> EXCERPT
-------

Second return statement nested in if statement

Question

I am wondering what return str.substring(1,4).equals("bad"); is doing here in the else if(len>=4). I think the if statement is a guard clause but I am not 100%. Can I have an explanation of what exactly is going on here? How is this read to output "false"?

Given a string, return true if "bad" appears starting at index 0 or 1 in the string, such as with "badxxx" or "xbadxx" but not "xxbadxx". The string may be any length, including 0. Note: use .equals() to compare 2 strings.

hasBad("badxx") → true

hasBad("xbadxx") → true

hasBad("xxbadxx") → false

public boolean hasBad(String str)
{
    int len = str.length();
    if(len == 3 && str.equals("bad"))
        return true;
    else if(len >= 4)
    {
        if(str.substring(0, 3).equals("bad"))
            return true;
        return str.substring(1, 4).equals("bad");
    }
    else
        return false;
}

Answer 1

if(str.substring(0, 3).equals("bad")) is the easy part. "Return true if 'bad' is the beginning of the String.'

return str.substring(1, 4).equals("bad") essentially means, "Return true if 'bad' occurs after the first character, and false otherwise". This is basically a shortcut of

if(str.substring(1, 4).equals("bad")) return true;
else return false; 

Because the if already evaluates a boolean (what goes inside of an if results in a boolean value), there's no reason to tell it to return "true if true, else false", you can just return the boolean value directly.

Answer 2

you can try it in other way too, like below one

public static boolean hasBad(String str) {
    for (int i = 0; i < str.length() - 1; i++) {

        if (str.length()>=3 && str.charAt(0) == 'b' || str.charAt(1) == 'b' ) {

            if (str.substring(i).contains("bad")) {

                return true;
            }
        }
    }
    return false;
}

-------

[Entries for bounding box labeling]
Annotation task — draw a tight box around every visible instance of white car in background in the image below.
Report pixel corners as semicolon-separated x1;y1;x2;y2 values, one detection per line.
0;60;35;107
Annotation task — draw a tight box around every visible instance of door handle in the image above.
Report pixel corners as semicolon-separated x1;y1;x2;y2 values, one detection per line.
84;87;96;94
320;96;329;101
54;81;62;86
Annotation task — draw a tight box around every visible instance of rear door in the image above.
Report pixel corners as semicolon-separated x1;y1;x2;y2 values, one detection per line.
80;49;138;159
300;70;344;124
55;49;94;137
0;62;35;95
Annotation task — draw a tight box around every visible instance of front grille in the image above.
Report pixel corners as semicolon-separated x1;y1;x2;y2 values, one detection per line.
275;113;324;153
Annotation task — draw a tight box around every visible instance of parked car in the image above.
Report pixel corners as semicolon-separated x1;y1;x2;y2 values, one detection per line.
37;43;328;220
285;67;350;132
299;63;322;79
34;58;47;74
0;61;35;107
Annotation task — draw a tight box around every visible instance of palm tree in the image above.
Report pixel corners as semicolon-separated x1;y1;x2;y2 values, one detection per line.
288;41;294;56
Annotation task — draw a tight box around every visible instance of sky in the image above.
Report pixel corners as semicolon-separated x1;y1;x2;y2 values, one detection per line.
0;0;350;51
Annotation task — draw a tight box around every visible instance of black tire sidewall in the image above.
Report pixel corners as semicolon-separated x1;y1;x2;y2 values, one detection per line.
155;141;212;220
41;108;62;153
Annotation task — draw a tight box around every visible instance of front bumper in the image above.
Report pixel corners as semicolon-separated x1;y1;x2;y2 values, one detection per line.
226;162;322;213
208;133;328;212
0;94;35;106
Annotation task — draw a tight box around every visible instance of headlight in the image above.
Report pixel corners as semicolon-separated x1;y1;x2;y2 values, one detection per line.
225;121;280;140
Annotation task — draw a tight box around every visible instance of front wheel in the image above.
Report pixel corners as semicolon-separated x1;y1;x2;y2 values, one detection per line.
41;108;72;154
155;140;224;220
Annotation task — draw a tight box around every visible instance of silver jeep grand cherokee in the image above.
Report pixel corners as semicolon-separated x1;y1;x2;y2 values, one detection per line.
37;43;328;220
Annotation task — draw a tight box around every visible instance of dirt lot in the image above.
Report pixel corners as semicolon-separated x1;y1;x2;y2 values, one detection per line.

-------

> WRITTEN INSTRUCTION 1
Answer these questions about the hasBad thread:
(a) Which method does the problem statement say to use to compare two strings?
(b) According to Answer 1, what does the second return statement return if "bad" does not occur after the first character?
(c) Besides public, which keyword does Answer 2 add to the method declaration?
> WRITTEN INSTRUCTION 2
Can you rewrite the listing from the line with "sidewall in the image above." up to and including the line with "0;94;35;106", offsetting every box coordinate by 23 and leaving all other lines unchanged?

> CORRECT RESPONSE 1
(a) .equals()
(b) false
(c) static

> CORRECT RESPONSE 2
Annotation task — draw a tight box around every visible instance of black tire sidewall in the image above.
Report pixel corners as semicolon-separated x1;y1;x2;y2 values, one detection per line.
178;164;235;243
64;131;85;176
Annotation task — draw a tight box around every visible instance of front bumper in the image above.
Report pixel corners as semicolon-separated x1;y1;x2;y2 values, one detection per line.
249;185;345;236
231;156;351;235
23;117;58;129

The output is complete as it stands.